Required action =>
Starting with the first line and ending with the last, copy the entries word for word.
Dataset records below:
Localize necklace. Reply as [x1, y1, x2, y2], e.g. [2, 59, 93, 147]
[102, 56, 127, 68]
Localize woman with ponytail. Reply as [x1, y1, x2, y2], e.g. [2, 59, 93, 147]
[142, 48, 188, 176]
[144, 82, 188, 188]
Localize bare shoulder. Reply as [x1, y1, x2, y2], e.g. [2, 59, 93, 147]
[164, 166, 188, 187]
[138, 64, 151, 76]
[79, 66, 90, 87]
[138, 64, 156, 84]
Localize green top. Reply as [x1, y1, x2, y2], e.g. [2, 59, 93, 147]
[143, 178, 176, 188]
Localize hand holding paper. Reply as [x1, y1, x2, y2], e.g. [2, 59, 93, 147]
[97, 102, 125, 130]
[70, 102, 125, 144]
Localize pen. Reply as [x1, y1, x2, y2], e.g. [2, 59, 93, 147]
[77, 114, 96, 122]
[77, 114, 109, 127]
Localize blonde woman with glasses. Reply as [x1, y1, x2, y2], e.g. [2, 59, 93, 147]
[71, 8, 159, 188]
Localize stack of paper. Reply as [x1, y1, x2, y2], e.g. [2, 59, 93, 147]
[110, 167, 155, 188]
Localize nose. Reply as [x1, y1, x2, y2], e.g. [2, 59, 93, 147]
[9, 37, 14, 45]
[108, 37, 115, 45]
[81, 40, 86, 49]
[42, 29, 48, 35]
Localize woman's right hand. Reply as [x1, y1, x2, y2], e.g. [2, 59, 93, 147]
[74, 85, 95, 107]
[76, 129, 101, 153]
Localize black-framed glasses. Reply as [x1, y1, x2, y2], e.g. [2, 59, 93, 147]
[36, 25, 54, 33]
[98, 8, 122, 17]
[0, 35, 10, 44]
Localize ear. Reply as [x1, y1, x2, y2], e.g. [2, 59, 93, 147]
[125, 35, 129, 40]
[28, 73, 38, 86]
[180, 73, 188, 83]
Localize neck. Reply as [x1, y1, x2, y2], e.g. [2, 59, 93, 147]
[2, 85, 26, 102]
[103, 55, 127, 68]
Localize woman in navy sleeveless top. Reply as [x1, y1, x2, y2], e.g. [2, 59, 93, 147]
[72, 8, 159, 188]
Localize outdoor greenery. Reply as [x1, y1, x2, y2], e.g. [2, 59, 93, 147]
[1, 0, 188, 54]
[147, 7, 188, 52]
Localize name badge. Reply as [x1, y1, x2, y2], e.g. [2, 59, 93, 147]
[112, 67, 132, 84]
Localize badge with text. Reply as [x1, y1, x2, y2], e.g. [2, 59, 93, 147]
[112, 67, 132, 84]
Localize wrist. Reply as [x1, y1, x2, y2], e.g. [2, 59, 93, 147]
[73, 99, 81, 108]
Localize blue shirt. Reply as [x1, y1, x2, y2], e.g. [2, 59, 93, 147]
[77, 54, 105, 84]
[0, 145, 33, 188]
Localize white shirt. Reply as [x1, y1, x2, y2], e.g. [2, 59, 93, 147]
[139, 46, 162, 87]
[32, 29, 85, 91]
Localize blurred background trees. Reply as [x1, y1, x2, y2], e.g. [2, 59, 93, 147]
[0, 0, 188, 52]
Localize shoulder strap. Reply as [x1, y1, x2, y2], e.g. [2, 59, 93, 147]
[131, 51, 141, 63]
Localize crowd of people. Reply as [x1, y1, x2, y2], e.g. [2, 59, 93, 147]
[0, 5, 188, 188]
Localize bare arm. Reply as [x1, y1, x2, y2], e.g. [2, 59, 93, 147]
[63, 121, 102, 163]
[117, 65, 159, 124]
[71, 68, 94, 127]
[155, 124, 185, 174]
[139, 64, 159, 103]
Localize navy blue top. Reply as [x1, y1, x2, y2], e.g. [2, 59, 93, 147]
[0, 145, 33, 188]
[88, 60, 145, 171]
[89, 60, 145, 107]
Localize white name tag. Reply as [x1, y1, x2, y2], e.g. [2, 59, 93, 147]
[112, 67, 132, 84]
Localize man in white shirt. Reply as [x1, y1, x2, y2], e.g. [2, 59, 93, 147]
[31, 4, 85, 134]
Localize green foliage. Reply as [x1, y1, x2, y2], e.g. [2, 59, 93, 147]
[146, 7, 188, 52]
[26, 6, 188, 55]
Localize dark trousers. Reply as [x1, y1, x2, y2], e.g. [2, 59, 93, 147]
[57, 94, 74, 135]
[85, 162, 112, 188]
End of Dataset records.
Task result =>
Localize necklace. Reply as [x1, y1, x2, y2], e.g. [2, 59, 93, 147]
[102, 56, 127, 68]
Localize woman with ponytail. Reply as [x1, y1, x2, y2], e.g. [2, 59, 93, 147]
[142, 48, 188, 176]
[144, 82, 188, 188]
Localize bare shoulder. Reply as [x1, y1, x2, y2], e.g. [2, 59, 93, 147]
[164, 166, 188, 187]
[138, 64, 151, 76]
[79, 66, 90, 87]
[138, 64, 156, 84]
Localize green top. Reply as [x1, y1, x2, y2], e.g. [2, 59, 93, 147]
[143, 178, 176, 188]
Localize hand holding paper. Reply as [x1, y1, x2, y2], e.g. [2, 59, 93, 147]
[97, 102, 125, 130]
[70, 102, 125, 144]
Localize pen. Reply as [x1, y1, x2, y2], e.g. [2, 59, 93, 147]
[77, 114, 96, 122]
[77, 114, 109, 127]
Localize blonde woman with glasses. Reply as [x1, y1, x2, y2], e.g. [2, 59, 93, 147]
[71, 8, 159, 188]
Localize stack of paper. Reply as [x1, y1, x2, y2], e.g. [2, 59, 93, 147]
[110, 167, 155, 188]
Localize nose. Reply as [x1, y1, x2, y2], e.g. [2, 59, 93, 147]
[9, 37, 14, 45]
[108, 37, 115, 45]
[81, 40, 86, 49]
[42, 29, 48, 35]
Localize woman's right hand. Reply as [x1, y1, x2, y2], e.g. [2, 59, 93, 147]
[74, 85, 95, 107]
[76, 129, 101, 153]
Localize black-framed glasses. Reply as [x1, y1, x2, y2], e.g. [2, 59, 93, 147]
[36, 25, 54, 33]
[98, 8, 122, 17]
[0, 35, 10, 44]
Localize ear. Reply as [x1, y1, x2, y2], e.g. [2, 59, 93, 147]
[125, 35, 129, 40]
[28, 73, 38, 86]
[180, 73, 188, 83]
Localize neck. Reply as [x1, y1, x2, y2], e.g. [2, 59, 93, 147]
[2, 85, 26, 102]
[103, 55, 127, 68]
Localize woman in navy sleeveless top. Reply as [x1, y1, x2, y2], e.g. [2, 59, 93, 147]
[72, 8, 159, 188]
Localize outdoor greenery. Reply as [x1, y1, x2, y2], e.g. [2, 59, 93, 147]
[1, 0, 188, 54]
[147, 7, 188, 52]
Localize name badge. Reply as [x1, y1, x2, y2], e.g. [2, 59, 93, 147]
[112, 67, 132, 84]
Localize badge with text. Reply as [x1, y1, x2, y2], e.g. [2, 59, 93, 147]
[112, 67, 132, 84]
Localize wrist. Reply as [x1, y1, x2, y2], e.g. [2, 59, 93, 147]
[73, 99, 81, 108]
Localize blue shirt. Reply as [x1, y1, x2, y2], e.g. [2, 59, 93, 147]
[77, 54, 105, 84]
[0, 145, 33, 188]
Localize white shirt. Reply as [x1, y1, x2, y2], e.g. [2, 59, 93, 147]
[139, 46, 162, 87]
[32, 29, 85, 91]
Localize blurred background trees. Reply as [x1, y1, x2, y2], e.g. [2, 59, 93, 147]
[0, 0, 188, 52]
Localize shoulder strap. Reply as [x1, y1, x2, y2], e.g. [2, 59, 93, 147]
[131, 51, 141, 63]
Localize crowd of people. Reply as [x1, y1, x2, y2], e.g. [2, 59, 93, 147]
[0, 5, 188, 188]
Localize bare arm. Reply as [x1, y1, x2, y2], e.g. [2, 59, 93, 147]
[63, 121, 102, 163]
[117, 65, 159, 124]
[71, 68, 94, 127]
[155, 124, 185, 174]
[139, 64, 159, 103]
Localize navy blue top. Reply as [x1, y1, x2, y2], e.g. [2, 59, 93, 147]
[0, 145, 33, 188]
[88, 60, 145, 171]
[89, 60, 145, 107]
Localize white name tag. Reply as [x1, y1, x2, y2], e.g. [2, 59, 93, 147]
[112, 67, 132, 84]
Localize man in white shirt. Reply as [x1, y1, x2, y2], e.g. [2, 59, 93, 147]
[31, 4, 85, 134]
Localize green foliage. Reply as [x1, y1, x2, y2], e.g. [2, 59, 93, 147]
[146, 7, 188, 52]
[26, 6, 188, 55]
Localize dark trousers. Reply as [x1, y1, x2, y2], e.g. [2, 59, 93, 147]
[57, 94, 74, 135]
[85, 162, 112, 188]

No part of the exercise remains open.